### WHAT TO WORK ON
Search the entries for the word "floor". Copy each line in which it is found.

### DATASET
========

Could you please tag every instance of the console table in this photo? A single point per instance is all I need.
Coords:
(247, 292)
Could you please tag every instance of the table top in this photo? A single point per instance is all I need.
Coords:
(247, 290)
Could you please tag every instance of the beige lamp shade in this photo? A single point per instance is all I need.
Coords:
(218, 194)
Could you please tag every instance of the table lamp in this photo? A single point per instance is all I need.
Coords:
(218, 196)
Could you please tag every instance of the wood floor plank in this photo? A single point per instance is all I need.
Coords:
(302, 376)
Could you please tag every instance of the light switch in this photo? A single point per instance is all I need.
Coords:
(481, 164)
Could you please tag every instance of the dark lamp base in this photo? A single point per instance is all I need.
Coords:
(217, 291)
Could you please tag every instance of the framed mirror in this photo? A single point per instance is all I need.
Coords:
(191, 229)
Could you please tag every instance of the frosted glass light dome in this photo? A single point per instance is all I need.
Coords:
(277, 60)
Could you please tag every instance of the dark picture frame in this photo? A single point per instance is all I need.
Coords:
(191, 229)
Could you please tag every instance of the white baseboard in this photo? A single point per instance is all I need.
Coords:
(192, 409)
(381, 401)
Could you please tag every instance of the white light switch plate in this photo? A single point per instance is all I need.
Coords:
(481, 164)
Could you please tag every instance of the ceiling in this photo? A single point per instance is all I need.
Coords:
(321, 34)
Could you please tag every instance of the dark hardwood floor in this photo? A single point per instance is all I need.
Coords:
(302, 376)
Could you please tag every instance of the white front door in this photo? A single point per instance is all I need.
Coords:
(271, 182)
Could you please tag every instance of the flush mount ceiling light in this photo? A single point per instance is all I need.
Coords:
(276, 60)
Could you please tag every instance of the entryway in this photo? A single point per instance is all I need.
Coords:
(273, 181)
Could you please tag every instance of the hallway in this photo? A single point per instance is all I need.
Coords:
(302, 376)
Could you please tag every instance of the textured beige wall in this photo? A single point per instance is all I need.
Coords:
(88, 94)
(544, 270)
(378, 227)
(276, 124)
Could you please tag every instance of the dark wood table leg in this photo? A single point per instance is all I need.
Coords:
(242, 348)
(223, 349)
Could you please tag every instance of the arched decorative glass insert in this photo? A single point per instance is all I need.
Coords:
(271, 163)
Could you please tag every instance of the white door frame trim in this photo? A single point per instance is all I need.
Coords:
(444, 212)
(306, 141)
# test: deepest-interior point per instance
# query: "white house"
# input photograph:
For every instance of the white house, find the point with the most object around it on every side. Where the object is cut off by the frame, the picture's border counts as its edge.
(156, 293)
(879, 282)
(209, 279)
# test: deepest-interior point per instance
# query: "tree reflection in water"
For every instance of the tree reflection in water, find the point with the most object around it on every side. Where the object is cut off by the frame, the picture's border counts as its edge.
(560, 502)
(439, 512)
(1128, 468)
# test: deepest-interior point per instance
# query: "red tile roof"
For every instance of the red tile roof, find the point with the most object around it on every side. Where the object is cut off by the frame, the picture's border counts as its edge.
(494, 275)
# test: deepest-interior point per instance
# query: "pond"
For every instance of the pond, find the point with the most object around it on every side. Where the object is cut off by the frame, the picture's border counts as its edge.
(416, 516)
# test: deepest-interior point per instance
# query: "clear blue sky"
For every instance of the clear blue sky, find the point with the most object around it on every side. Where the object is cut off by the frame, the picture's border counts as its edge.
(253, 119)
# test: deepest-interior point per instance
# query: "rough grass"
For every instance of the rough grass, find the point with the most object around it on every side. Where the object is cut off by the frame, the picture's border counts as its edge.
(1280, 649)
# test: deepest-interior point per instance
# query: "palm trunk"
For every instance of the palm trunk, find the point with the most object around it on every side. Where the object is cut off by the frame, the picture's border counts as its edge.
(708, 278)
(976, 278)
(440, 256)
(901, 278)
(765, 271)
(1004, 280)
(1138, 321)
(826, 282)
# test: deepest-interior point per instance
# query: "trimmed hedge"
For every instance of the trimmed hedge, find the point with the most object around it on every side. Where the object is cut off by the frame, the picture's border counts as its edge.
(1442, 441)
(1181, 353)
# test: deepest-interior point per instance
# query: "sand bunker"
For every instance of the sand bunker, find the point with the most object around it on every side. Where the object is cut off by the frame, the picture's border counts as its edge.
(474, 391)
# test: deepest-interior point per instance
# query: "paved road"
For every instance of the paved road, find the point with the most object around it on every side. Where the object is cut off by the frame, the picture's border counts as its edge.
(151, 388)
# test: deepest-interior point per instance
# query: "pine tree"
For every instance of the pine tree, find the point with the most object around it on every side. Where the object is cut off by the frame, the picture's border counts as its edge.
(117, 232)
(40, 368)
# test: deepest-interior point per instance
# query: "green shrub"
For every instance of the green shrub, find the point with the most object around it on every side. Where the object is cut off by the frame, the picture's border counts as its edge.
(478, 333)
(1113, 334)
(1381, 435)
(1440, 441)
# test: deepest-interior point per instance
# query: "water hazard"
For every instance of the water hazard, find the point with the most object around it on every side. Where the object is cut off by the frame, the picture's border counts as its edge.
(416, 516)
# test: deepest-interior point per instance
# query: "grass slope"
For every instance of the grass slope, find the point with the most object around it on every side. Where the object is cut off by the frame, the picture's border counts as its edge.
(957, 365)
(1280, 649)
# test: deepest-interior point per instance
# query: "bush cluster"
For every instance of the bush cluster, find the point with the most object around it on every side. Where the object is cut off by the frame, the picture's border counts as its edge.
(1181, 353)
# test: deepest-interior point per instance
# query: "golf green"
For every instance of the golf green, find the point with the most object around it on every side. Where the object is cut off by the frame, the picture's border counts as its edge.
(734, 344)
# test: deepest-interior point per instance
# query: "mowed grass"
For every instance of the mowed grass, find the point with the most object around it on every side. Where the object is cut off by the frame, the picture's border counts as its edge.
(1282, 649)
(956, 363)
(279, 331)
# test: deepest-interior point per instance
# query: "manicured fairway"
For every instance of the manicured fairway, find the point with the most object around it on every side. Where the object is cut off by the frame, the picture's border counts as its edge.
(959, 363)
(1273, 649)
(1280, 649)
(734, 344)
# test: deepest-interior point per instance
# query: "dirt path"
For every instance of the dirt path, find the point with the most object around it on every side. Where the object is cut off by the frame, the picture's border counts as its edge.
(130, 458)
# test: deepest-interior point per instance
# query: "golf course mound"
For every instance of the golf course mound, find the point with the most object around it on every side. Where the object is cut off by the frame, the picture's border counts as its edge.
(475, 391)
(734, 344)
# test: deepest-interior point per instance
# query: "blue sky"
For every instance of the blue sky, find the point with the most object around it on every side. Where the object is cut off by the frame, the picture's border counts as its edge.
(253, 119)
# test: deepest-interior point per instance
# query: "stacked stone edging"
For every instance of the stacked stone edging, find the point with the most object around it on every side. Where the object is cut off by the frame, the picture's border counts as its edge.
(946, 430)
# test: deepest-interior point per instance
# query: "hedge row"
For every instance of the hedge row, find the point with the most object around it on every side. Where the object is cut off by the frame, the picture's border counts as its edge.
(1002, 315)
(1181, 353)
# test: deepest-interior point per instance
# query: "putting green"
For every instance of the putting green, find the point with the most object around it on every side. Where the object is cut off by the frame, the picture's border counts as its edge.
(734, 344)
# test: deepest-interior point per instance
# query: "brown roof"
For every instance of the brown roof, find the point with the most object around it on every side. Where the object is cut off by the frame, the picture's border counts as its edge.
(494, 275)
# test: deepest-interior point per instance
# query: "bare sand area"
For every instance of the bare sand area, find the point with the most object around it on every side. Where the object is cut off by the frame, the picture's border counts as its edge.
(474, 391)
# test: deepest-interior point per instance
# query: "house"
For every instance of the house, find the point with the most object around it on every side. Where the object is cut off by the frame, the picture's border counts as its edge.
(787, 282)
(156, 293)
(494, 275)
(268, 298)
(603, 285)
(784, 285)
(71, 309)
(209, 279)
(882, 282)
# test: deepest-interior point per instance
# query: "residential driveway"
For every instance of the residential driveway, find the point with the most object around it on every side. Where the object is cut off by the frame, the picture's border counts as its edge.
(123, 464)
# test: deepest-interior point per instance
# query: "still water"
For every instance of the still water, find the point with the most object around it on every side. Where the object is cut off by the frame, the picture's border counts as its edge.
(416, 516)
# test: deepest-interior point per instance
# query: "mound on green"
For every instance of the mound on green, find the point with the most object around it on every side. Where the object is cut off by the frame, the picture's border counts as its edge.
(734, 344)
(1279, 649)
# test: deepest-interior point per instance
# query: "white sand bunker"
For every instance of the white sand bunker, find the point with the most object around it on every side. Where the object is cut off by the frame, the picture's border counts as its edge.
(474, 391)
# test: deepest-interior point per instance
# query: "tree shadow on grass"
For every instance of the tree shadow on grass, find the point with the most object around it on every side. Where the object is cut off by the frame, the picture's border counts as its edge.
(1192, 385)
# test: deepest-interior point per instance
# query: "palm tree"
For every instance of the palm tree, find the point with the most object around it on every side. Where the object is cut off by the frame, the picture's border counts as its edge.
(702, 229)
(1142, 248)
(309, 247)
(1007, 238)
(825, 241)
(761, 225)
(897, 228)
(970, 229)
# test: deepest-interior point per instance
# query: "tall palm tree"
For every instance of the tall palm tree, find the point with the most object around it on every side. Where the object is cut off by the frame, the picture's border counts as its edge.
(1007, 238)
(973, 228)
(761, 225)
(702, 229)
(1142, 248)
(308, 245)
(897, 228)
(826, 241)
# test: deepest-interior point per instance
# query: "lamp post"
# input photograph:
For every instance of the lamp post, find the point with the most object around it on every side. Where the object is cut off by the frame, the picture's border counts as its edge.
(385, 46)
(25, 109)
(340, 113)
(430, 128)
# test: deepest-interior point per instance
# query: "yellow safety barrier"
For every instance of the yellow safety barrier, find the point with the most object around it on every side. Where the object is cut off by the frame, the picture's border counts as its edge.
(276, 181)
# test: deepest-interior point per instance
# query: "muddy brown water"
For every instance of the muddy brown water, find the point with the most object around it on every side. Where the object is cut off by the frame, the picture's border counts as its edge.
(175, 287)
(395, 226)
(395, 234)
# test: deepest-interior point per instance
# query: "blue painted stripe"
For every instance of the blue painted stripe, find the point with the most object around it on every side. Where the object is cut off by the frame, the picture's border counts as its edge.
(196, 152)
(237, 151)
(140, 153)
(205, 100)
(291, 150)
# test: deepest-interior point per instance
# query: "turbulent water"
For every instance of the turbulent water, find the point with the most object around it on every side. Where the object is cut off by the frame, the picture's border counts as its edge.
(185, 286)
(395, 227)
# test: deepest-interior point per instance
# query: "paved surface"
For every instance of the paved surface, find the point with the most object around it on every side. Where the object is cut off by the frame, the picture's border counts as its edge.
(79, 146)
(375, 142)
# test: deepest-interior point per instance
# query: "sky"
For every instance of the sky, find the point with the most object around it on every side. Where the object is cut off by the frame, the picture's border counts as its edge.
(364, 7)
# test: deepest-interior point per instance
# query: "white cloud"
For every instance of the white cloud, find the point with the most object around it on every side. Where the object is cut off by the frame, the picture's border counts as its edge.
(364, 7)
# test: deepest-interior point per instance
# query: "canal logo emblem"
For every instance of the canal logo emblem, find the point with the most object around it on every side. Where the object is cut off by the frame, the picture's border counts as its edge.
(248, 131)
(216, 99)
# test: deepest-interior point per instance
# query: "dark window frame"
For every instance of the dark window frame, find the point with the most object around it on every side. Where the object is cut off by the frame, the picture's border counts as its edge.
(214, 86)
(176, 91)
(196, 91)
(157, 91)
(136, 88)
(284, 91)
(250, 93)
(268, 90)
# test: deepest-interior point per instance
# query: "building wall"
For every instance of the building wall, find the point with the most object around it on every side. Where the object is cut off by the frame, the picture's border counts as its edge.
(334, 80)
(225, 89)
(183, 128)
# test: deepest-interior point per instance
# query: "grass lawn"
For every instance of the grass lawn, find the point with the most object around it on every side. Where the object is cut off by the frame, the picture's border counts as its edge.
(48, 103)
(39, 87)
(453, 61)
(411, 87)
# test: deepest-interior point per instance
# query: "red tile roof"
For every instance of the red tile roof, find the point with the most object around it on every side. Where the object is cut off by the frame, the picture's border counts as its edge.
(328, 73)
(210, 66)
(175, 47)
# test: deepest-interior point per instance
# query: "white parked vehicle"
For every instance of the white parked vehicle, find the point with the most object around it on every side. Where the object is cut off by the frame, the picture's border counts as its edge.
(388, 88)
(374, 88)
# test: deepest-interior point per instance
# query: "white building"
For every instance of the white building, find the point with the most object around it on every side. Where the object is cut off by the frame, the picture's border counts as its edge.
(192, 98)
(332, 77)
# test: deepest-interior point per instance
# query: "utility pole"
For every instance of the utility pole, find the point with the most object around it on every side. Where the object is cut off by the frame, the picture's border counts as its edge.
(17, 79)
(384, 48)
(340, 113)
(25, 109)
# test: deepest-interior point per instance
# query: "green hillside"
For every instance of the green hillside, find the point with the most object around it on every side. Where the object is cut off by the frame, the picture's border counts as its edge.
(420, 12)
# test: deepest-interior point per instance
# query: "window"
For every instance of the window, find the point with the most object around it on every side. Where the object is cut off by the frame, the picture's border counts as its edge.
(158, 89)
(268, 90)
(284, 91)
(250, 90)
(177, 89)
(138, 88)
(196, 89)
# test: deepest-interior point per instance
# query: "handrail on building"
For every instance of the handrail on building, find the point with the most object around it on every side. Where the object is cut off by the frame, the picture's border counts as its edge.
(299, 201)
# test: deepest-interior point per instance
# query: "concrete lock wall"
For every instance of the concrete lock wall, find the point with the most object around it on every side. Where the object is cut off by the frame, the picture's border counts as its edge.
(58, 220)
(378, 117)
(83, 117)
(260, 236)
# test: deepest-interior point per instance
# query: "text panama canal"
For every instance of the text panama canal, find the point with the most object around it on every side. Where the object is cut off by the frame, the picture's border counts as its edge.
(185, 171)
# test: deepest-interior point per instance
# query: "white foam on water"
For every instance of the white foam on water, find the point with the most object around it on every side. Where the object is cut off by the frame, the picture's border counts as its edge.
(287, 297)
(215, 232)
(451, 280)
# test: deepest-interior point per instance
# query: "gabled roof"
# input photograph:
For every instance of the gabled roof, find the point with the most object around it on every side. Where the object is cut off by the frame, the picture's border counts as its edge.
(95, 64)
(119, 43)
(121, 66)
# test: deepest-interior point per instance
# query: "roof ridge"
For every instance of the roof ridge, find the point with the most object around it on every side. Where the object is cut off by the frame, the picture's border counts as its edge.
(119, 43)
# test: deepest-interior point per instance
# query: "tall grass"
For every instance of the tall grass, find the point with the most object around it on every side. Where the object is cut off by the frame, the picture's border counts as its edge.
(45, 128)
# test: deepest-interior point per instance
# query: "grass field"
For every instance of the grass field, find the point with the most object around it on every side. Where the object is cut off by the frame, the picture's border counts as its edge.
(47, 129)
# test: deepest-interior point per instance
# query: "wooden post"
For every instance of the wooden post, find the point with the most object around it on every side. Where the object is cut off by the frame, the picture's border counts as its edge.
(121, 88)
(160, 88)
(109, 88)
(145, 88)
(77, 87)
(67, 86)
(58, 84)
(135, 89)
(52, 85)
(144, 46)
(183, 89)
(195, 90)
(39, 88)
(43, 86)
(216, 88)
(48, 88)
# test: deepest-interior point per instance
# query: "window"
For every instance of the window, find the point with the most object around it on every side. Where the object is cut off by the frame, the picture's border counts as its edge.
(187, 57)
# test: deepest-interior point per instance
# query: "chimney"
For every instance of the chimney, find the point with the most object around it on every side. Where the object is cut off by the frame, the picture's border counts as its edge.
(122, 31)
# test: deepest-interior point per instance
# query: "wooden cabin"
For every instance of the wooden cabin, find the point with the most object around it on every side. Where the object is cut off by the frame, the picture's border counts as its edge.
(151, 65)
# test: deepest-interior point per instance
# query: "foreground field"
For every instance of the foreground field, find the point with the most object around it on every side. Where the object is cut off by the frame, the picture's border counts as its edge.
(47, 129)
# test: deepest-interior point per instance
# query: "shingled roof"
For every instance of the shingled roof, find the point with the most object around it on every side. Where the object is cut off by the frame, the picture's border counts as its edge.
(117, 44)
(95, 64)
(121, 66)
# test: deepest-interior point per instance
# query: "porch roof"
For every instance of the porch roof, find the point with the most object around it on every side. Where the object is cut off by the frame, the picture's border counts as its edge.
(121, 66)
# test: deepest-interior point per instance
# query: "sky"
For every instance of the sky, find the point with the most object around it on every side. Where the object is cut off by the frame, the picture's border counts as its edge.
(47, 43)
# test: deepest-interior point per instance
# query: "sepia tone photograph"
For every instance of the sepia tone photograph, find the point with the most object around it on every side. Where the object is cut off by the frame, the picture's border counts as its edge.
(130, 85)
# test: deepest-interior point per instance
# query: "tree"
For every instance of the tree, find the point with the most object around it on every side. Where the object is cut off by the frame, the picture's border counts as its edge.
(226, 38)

========

### ANSWER AREA
Could you please tag every instance of the wood floor plank in this photo? A single point per instance is all I need.
Could you please tag every instance of the dark hardwood floor in this photo? A single point per instance is all I need.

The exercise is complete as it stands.